*SHORT TASK*: From the forum thread below about camera input, extract the passage starting with "I still see" and going on through "more then 1?", copied word for word.

===== SOURCE PASSAGE =====

Re: cross-platform patches: I think this is totally doable. The externals should just have the same name and be in Max’s file path.
the advantage would basically be (besides low latency) to save a capture device, right?
Have you used more then 1 camera at a time? (Would MAX be able to recognize 3?).
I still see disadvantage in not having manual control and no preview for the actor.
How about image quality?
@Memo Atken: there are also industrial cameras with USB2.0. Are they sufficient, or better go for 3.0. (quite expensive).
@LSKA: good idea about the app. I will try out one of those logistic. It’s worth the money… Have you used more then 1?
Yes, I used up to 2 cameras, but I think it’s only a limit of my setup (I use a Macbook Pro with 2 USB ports, so far, I have been able to have only one camera for USB port working, I guess it’s a bandwidth/power consumption issue. I think with a desktop and more USB ports, you can have more cameras attached.
I have used multiple Blackmagic cards in a single machine, and have had good luck with this using the Black Syphon application, which provides feeds into Jitter via Syphon. The program maintained by Vidvox and has been very reliable.

===== GIVEN ENTRIES =====

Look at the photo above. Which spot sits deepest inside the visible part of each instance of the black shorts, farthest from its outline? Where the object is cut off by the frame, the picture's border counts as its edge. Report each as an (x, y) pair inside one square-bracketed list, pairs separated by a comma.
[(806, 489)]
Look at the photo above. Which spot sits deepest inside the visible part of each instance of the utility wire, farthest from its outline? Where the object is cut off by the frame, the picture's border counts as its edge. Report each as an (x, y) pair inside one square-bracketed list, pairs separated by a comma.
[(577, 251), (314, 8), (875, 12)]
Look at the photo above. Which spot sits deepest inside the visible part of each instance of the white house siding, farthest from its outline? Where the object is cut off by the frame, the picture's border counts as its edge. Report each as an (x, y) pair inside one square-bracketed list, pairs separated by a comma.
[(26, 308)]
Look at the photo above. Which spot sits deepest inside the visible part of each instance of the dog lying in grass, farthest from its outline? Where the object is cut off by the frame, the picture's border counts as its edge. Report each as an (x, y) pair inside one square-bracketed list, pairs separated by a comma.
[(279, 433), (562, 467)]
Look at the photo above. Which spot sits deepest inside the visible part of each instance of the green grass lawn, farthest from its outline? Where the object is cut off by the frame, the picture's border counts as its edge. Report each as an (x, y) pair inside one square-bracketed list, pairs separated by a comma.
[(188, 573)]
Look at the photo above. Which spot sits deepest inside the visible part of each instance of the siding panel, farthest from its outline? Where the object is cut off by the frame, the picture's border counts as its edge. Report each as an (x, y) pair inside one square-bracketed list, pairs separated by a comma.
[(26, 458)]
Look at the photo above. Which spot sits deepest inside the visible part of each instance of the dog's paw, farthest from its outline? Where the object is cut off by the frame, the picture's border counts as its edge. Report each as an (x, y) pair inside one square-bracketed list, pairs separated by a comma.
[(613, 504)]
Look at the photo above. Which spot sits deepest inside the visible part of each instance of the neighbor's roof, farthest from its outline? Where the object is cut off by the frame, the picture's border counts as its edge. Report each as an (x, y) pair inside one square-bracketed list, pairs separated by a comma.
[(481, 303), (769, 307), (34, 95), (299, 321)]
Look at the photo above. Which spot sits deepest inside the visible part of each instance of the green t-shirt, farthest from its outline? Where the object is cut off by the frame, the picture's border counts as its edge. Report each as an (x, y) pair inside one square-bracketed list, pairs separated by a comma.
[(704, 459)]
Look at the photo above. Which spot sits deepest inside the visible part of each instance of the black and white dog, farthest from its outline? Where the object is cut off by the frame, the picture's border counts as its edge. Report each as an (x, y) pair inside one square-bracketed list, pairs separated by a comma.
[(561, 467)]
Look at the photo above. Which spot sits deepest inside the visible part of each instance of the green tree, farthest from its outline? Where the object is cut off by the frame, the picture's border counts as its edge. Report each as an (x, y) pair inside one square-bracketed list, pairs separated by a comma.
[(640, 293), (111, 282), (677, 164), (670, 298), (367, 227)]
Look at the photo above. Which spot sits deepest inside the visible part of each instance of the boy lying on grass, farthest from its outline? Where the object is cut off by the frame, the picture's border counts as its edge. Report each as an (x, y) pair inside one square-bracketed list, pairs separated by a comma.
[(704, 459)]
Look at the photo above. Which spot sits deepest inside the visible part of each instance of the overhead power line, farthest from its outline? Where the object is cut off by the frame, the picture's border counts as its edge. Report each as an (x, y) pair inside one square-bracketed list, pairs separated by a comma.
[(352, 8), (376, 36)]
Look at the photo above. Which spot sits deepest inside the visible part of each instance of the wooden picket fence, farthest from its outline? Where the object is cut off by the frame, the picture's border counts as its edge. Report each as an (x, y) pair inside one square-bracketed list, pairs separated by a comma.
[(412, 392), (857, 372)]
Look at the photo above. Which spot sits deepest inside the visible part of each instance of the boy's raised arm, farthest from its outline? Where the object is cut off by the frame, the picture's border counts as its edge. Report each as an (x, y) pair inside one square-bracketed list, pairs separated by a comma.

=====

*WRITTEN SOLUTION*:
I still see disadvantage in not having manual control and no preview for the actor.
How about image quality?
@Memo Atken: there are also industrial cameras with USB2.0. Are they sufficient, or better go for 3.0. (quite expensive).
@LSKA: good idea about the app. I will try out one of those logistic. It’s worth the money… Have you used more then 1?